▸ Consigne
Extrayez du listing ci-dessous toutes les lignes contenant le mot « branch », en tenant compte de la casse.

▸ Listing à traiter

'''

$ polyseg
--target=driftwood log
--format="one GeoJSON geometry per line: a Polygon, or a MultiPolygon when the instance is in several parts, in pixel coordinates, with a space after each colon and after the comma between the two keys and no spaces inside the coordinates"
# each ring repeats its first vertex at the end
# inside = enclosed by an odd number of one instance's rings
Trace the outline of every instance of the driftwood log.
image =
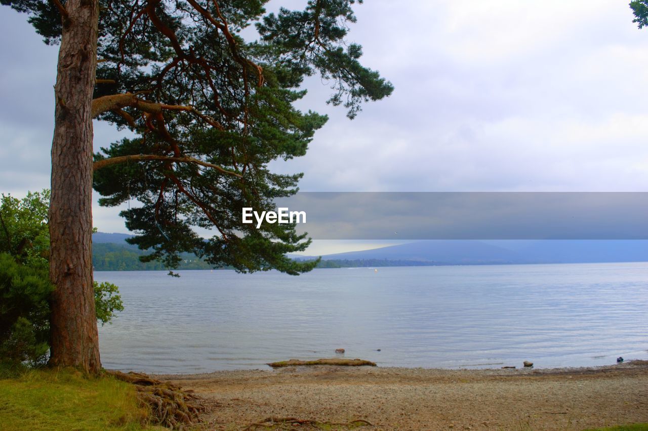
{"type": "Polygon", "coordinates": [[[299,359],[291,359],[290,360],[283,360],[279,362],[270,362],[268,365],[273,368],[280,368],[281,367],[291,367],[297,365],[337,365],[346,367],[358,367],[364,365],[368,365],[372,367],[376,366],[375,362],[365,360],[364,359],[343,359],[341,358],[329,358],[328,359],[316,359],[314,360],[299,360],[299,359]]]}
{"type": "Polygon", "coordinates": [[[135,386],[140,402],[150,408],[151,422],[154,425],[181,430],[198,423],[198,414],[205,410],[193,391],[182,390],[170,382],[162,382],[140,373],[106,373],[135,386]]]}

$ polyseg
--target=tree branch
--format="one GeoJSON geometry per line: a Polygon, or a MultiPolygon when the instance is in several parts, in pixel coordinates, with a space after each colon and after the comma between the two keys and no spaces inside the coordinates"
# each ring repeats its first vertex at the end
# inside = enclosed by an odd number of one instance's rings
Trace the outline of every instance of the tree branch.
{"type": "Polygon", "coordinates": [[[62,3],[59,0],[52,0],[52,3],[53,3],[54,5],[56,6],[57,9],[58,9],[58,12],[61,14],[61,16],[63,17],[63,19],[64,20],[69,21],[70,14],[67,12],[67,9],[66,9],[65,6],[63,5],[63,3],[62,3]]]}
{"type": "Polygon", "coordinates": [[[103,159],[102,160],[97,160],[94,163],[93,163],[93,169],[94,170],[97,170],[102,168],[104,168],[106,166],[110,166],[111,165],[123,163],[128,161],[139,161],[141,160],[164,160],[166,161],[196,163],[196,165],[200,165],[201,166],[205,166],[208,168],[213,168],[214,169],[216,169],[219,172],[223,172],[224,174],[227,174],[228,175],[233,175],[234,176],[238,177],[239,178],[243,178],[242,175],[237,174],[237,172],[232,172],[231,170],[227,170],[227,169],[224,169],[222,167],[218,166],[218,165],[209,163],[206,161],[203,161],[202,160],[199,160],[198,159],[194,159],[193,157],[167,157],[166,156],[156,156],[155,154],[133,154],[132,156],[120,156],[118,157],[112,157],[109,159],[103,159]]]}

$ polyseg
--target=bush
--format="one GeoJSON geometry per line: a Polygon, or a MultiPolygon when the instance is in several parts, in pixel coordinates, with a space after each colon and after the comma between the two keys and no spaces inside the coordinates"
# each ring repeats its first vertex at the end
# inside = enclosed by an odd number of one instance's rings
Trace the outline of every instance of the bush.
{"type": "MultiPolygon", "coordinates": [[[[49,340],[49,191],[0,195],[0,362],[45,361],[49,340]]],[[[119,288],[93,285],[102,325],[124,310],[119,288]]]]}
{"type": "Polygon", "coordinates": [[[54,286],[43,270],[0,253],[0,361],[45,361],[49,349],[50,294],[54,286]]]}

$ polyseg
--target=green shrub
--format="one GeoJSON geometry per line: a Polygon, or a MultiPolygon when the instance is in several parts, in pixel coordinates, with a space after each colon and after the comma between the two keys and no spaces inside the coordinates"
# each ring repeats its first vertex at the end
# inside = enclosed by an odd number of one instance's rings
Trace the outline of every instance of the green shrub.
{"type": "MultiPolygon", "coordinates": [[[[0,195],[0,362],[45,360],[49,340],[49,191],[0,195]]],[[[102,325],[124,310],[119,288],[93,284],[102,325]]]]}
{"type": "Polygon", "coordinates": [[[50,294],[41,269],[0,253],[0,361],[42,362],[49,348],[50,294]]]}

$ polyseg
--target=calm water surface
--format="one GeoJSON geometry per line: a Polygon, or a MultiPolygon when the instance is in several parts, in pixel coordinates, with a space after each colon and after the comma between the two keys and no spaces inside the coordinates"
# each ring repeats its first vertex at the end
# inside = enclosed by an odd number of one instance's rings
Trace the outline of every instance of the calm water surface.
{"type": "Polygon", "coordinates": [[[97,272],[125,310],[110,369],[196,373],[334,356],[381,366],[606,365],[648,358],[648,263],[270,272],[97,272]],[[380,349],[380,351],[377,351],[380,349]]]}

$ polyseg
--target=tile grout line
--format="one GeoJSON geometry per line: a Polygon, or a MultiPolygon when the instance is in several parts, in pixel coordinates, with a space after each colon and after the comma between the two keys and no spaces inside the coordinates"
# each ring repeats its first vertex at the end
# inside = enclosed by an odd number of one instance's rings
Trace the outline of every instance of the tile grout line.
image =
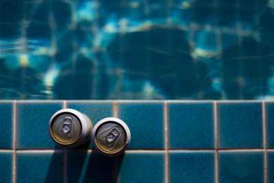
{"type": "Polygon", "coordinates": [[[118,102],[114,101],[113,103],[113,116],[114,117],[118,117],[118,102]]]}
{"type": "MultiPolygon", "coordinates": [[[[63,101],[63,103],[62,103],[62,108],[65,109],[68,108],[68,103],[66,100],[63,101]]],[[[66,148],[64,149],[63,151],[63,182],[64,183],[66,183],[66,165],[67,165],[67,162],[66,162],[66,148]]]]}
{"type": "Polygon", "coordinates": [[[216,101],[213,103],[213,115],[214,115],[214,169],[215,169],[215,183],[219,183],[219,151],[218,151],[218,122],[217,122],[217,103],[216,101]]]}
{"type": "Polygon", "coordinates": [[[12,103],[12,182],[16,182],[16,101],[12,103]]]}
{"type": "Polygon", "coordinates": [[[262,135],[264,145],[264,183],[267,182],[267,151],[266,151],[266,110],[265,102],[262,101],[262,135]]]}
{"type": "Polygon", "coordinates": [[[167,102],[164,102],[164,182],[169,182],[169,125],[167,102]]]}

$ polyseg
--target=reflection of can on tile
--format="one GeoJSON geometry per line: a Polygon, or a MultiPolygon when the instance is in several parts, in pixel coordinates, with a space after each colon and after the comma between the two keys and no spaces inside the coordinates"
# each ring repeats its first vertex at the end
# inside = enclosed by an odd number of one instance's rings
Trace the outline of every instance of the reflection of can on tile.
{"type": "Polygon", "coordinates": [[[99,121],[92,133],[95,148],[101,154],[116,156],[125,151],[130,142],[130,131],[121,119],[105,118],[99,121]]]}
{"type": "Polygon", "coordinates": [[[92,123],[84,114],[73,109],[63,109],[52,116],[49,127],[50,136],[56,144],[73,147],[90,139],[92,123]]]}

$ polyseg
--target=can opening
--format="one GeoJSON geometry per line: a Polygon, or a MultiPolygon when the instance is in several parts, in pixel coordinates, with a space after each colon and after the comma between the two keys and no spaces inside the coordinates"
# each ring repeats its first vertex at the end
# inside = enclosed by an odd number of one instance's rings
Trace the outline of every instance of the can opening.
{"type": "Polygon", "coordinates": [[[115,154],[126,145],[127,134],[119,123],[108,121],[98,127],[95,140],[99,150],[106,154],[115,154]]]}
{"type": "Polygon", "coordinates": [[[62,145],[71,145],[81,136],[82,126],[80,120],[75,114],[63,112],[52,121],[50,133],[53,139],[62,145]]]}

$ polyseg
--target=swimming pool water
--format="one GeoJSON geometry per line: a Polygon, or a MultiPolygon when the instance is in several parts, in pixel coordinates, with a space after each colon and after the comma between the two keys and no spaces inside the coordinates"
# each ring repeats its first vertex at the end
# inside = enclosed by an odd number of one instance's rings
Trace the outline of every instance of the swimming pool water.
{"type": "Polygon", "coordinates": [[[0,2],[0,99],[272,99],[273,0],[0,2]]]}

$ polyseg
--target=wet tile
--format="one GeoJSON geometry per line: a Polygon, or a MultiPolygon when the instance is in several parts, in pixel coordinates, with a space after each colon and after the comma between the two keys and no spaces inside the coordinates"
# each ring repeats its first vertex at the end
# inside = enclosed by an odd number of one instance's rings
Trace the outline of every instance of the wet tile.
{"type": "Polygon", "coordinates": [[[171,182],[214,182],[214,152],[171,152],[171,182]]]}
{"type": "Polygon", "coordinates": [[[12,153],[0,153],[0,178],[1,182],[12,182],[12,153]]]}
{"type": "Polygon", "coordinates": [[[217,110],[219,148],[262,147],[260,102],[221,102],[217,110]]]}
{"type": "Polygon", "coordinates": [[[119,182],[164,182],[164,154],[125,153],[122,158],[119,182]]]}
{"type": "Polygon", "coordinates": [[[169,103],[169,148],[214,148],[213,102],[169,103]]]}
{"type": "Polygon", "coordinates": [[[101,119],[113,117],[113,102],[69,101],[67,107],[86,114],[95,125],[101,119]]]}
{"type": "Polygon", "coordinates": [[[164,149],[162,102],[119,102],[118,116],[129,128],[129,149],[164,149]]]}
{"type": "Polygon", "coordinates": [[[12,102],[0,103],[0,149],[12,148],[12,102]]]}
{"type": "Polygon", "coordinates": [[[114,182],[114,158],[96,152],[68,152],[68,182],[114,182]]]}
{"type": "Polygon", "coordinates": [[[18,149],[53,149],[56,147],[49,134],[51,116],[61,110],[59,101],[17,103],[16,146],[18,149]]]}
{"type": "Polygon", "coordinates": [[[62,153],[17,153],[17,182],[62,182],[62,153]]]}
{"type": "Polygon", "coordinates": [[[266,146],[274,147],[274,102],[265,103],[266,146]]]}
{"type": "Polygon", "coordinates": [[[269,183],[274,182],[274,151],[268,152],[268,180],[269,183]]]}
{"type": "Polygon", "coordinates": [[[220,152],[220,182],[264,182],[263,152],[220,152]]]}

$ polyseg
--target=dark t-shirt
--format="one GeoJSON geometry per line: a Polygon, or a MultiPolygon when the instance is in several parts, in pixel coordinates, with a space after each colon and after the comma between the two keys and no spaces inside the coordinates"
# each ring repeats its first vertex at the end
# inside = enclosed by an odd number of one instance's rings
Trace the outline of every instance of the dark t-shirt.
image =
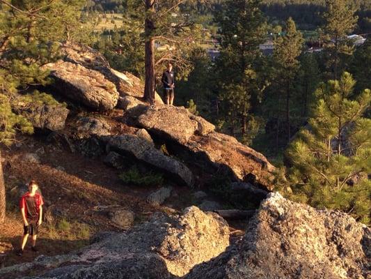
{"type": "Polygon", "coordinates": [[[174,84],[174,72],[166,70],[162,74],[162,79],[161,80],[162,84],[164,84],[164,88],[170,89],[170,85],[168,84],[174,84]]]}
{"type": "Polygon", "coordinates": [[[26,193],[21,198],[20,208],[24,208],[26,218],[28,220],[38,220],[40,214],[40,206],[44,204],[42,197],[35,193],[33,197],[26,193]]]}

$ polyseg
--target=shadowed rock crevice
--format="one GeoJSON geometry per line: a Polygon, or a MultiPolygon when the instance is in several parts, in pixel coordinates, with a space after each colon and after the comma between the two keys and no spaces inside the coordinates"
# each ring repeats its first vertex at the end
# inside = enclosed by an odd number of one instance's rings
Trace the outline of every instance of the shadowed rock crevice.
{"type": "Polygon", "coordinates": [[[185,278],[365,279],[370,239],[371,230],[345,213],[270,193],[244,239],[185,278]]]}
{"type": "Polygon", "coordinates": [[[229,246],[229,227],[214,213],[197,207],[183,215],[155,214],[123,233],[100,235],[79,251],[0,269],[0,277],[35,270],[38,278],[175,278],[216,257],[229,246]]]}

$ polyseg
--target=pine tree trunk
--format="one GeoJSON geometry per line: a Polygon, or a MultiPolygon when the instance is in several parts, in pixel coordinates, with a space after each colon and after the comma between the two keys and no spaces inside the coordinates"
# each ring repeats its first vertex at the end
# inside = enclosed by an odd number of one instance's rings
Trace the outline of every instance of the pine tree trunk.
{"type": "Polygon", "coordinates": [[[338,47],[338,35],[335,37],[335,61],[333,65],[333,76],[334,80],[338,80],[338,59],[339,56],[339,50],[338,47]]]}
{"type": "Polygon", "coordinates": [[[291,138],[291,131],[290,128],[290,82],[287,82],[287,89],[286,95],[286,123],[287,124],[287,144],[290,143],[290,139],[291,138]]]}
{"type": "Polygon", "coordinates": [[[280,135],[280,117],[277,117],[277,125],[276,126],[277,128],[276,129],[276,153],[278,153],[278,140],[280,135]]]}
{"type": "Polygon", "coordinates": [[[6,199],[5,199],[5,181],[3,174],[3,166],[1,165],[1,151],[0,150],[0,223],[5,222],[6,213],[6,199]]]}
{"type": "Polygon", "coordinates": [[[145,22],[145,82],[144,86],[144,99],[150,104],[155,103],[155,40],[152,32],[155,30],[155,23],[151,18],[151,14],[155,13],[154,0],[145,0],[145,11],[147,15],[145,22]],[[150,12],[150,13],[148,13],[150,12]]]}

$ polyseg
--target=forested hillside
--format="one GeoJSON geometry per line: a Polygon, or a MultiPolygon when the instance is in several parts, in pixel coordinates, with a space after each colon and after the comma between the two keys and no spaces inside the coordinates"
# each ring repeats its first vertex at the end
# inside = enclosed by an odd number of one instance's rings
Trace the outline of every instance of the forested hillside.
{"type": "Polygon", "coordinates": [[[0,277],[368,278],[370,13],[0,0],[0,277]]]}

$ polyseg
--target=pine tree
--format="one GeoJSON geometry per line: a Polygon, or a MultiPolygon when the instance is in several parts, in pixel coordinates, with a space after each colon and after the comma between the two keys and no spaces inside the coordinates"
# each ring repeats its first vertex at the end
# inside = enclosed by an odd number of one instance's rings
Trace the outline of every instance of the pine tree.
{"type": "MultiPolygon", "coordinates": [[[[39,95],[17,91],[28,92],[31,86],[49,82],[48,71],[40,66],[58,58],[58,41],[80,32],[76,24],[83,3],[77,0],[0,0],[0,143],[10,144],[18,130],[32,133],[31,123],[13,109],[19,100],[32,103],[39,95]]],[[[2,174],[1,170],[0,223],[4,221],[6,209],[2,174]]]]}
{"type": "Polygon", "coordinates": [[[327,56],[327,66],[332,71],[334,80],[345,68],[346,59],[354,51],[353,43],[347,35],[356,26],[358,17],[354,1],[351,0],[326,0],[326,12],[323,17],[326,22],[324,49],[327,56]]]}
{"type": "MultiPolygon", "coordinates": [[[[138,17],[141,17],[139,15],[144,16],[144,98],[153,103],[156,68],[167,61],[172,61],[175,69],[180,72],[179,75],[187,76],[191,70],[187,54],[189,53],[189,49],[191,48],[193,42],[200,40],[202,27],[195,24],[191,14],[182,13],[180,8],[182,4],[193,3],[194,0],[129,1],[136,1],[136,6],[142,8],[139,10],[141,12],[137,13],[138,17]],[[161,54],[158,52],[156,53],[156,43],[168,45],[168,47],[161,54]]],[[[203,2],[200,0],[198,1],[203,2]]]]}
{"type": "Polygon", "coordinates": [[[371,88],[371,38],[354,52],[350,72],[357,81],[356,89],[371,88]]]}
{"type": "MultiPolygon", "coordinates": [[[[296,103],[301,104],[297,105],[301,110],[302,120],[306,120],[309,114],[309,107],[313,101],[314,92],[320,81],[318,62],[313,53],[303,53],[299,57],[300,71],[299,73],[298,91],[296,103]]],[[[303,121],[302,121],[303,122],[303,121]]]]}
{"type": "Polygon", "coordinates": [[[371,119],[363,117],[371,91],[351,99],[355,81],[348,73],[322,84],[309,128],[290,144],[287,156],[292,197],[313,206],[350,212],[370,222],[371,119]]]}
{"type": "Polygon", "coordinates": [[[215,72],[221,89],[221,110],[234,135],[236,126],[242,136],[251,133],[248,130],[255,123],[253,113],[266,86],[258,74],[262,64],[259,45],[267,35],[260,3],[258,0],[227,0],[215,13],[221,46],[215,72]]]}
{"type": "Polygon", "coordinates": [[[297,30],[295,22],[291,17],[286,22],[283,32],[285,35],[278,37],[274,42],[276,73],[274,84],[278,84],[277,90],[285,95],[286,135],[289,142],[291,138],[290,102],[294,93],[294,81],[300,67],[298,57],[301,53],[303,40],[301,33],[297,30]]]}

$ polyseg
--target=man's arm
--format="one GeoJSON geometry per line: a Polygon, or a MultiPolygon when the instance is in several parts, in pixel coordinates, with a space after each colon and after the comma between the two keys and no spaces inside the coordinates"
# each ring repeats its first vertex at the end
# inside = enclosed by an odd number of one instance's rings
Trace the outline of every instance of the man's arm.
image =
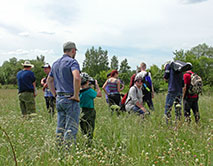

'''

▸ Réponse complète
--target=tree branch
Trace the outline of every instance of the tree branch.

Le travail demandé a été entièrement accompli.